Ziel der Übung |
Greife den Forumsthread zum Umwandeln von tub-Dateien für PS6 auf und führe ihn im Anschluss an den letzten Beitrag weiter.

# Datei tub umwandeln f. PS6



## bastelfee (5. September 2004)

Hallo alle zusammen,

kann man eine Datei mit Endung .tub irgenwie umwandeln f. PS6?
Wäre dankbar für eure Hilfe.

lg bastelfee


----------



## tool (5. September 2004)

Ich weiss nicht einmal, was eine "tub"-Datei ist.


----------



## Philip Kurz (5. September 2004)

Das sind sogenannte "Bildstempel" die von Paint Shop Pro verwendet werden.
Sozusagen eine Art Werkzeugspitze nur farbig  

Allerdings fällt mir jetzt spontan kein vernünftiger Weg ein.
Was für Eigenschaften soll deine umgewandelte Datei denn haben?


----------



## bastelfee (5. September 2004)

Hi,
ich kann in PS die tub Datei leider nicht öffnen.
Ich wollte die tub Datei in Ps in ein Bild einfügen, allerdings brauche ich dafür eine andere Endung.
Bin auch noch nicht so bewandert darin, was meintest du mit, was für Eigenschaften es haben soll?

(Zeilen des Datensatzes)

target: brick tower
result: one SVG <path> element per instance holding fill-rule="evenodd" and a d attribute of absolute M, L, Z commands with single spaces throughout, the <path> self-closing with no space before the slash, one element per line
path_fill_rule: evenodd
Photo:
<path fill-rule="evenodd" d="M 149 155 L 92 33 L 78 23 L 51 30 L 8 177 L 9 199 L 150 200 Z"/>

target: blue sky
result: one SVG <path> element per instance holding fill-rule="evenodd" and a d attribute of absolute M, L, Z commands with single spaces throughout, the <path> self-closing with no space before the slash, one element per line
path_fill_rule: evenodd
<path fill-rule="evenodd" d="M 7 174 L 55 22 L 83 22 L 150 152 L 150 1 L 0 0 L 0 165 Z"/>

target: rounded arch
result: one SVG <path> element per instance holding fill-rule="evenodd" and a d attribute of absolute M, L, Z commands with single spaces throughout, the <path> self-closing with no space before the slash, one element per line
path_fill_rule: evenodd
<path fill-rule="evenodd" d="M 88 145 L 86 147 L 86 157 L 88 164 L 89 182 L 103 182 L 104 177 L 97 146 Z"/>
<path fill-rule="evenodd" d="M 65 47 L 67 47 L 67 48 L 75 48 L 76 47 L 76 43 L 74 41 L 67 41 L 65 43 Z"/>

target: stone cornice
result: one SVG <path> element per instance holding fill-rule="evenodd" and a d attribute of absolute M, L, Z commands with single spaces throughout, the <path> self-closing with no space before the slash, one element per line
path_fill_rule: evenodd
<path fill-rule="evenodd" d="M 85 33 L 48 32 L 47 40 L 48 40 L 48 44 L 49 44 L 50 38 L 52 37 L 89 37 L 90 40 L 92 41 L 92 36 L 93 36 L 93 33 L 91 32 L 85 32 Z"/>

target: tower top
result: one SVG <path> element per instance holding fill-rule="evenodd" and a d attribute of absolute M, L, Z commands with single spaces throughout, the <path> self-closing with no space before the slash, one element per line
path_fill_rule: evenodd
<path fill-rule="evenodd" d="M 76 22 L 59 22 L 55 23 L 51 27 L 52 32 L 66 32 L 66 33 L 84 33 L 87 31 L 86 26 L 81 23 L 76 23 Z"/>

Lösung der Übung |
lg bastelfee


----------



## ShadowMan (6. September 2004)

Hi du!

Also ich würde mir eine Demoversion von Paint Shop Pro runterladen, mit diesem Programm die tub-Datei öffnen, das enthaltene Bild als jpg abspeichern und in PS öffnen.

Die Demoversion gibts hier: http://de.jasc.com/

Ein direktes Umwandeln wird wohl nicht möglich sein, da tub und Werkzeugspitzen von PS zu verschieden sind (tub's können farbig sein, PS-Pinselspitzen sind Graustufen usw.).

Lieben Gruß,
Manuel ;-]


----------



## bastelfee (6. September 2004)

Hi,

danke schön für eure Hilfe ging ja mal wieder super schnell.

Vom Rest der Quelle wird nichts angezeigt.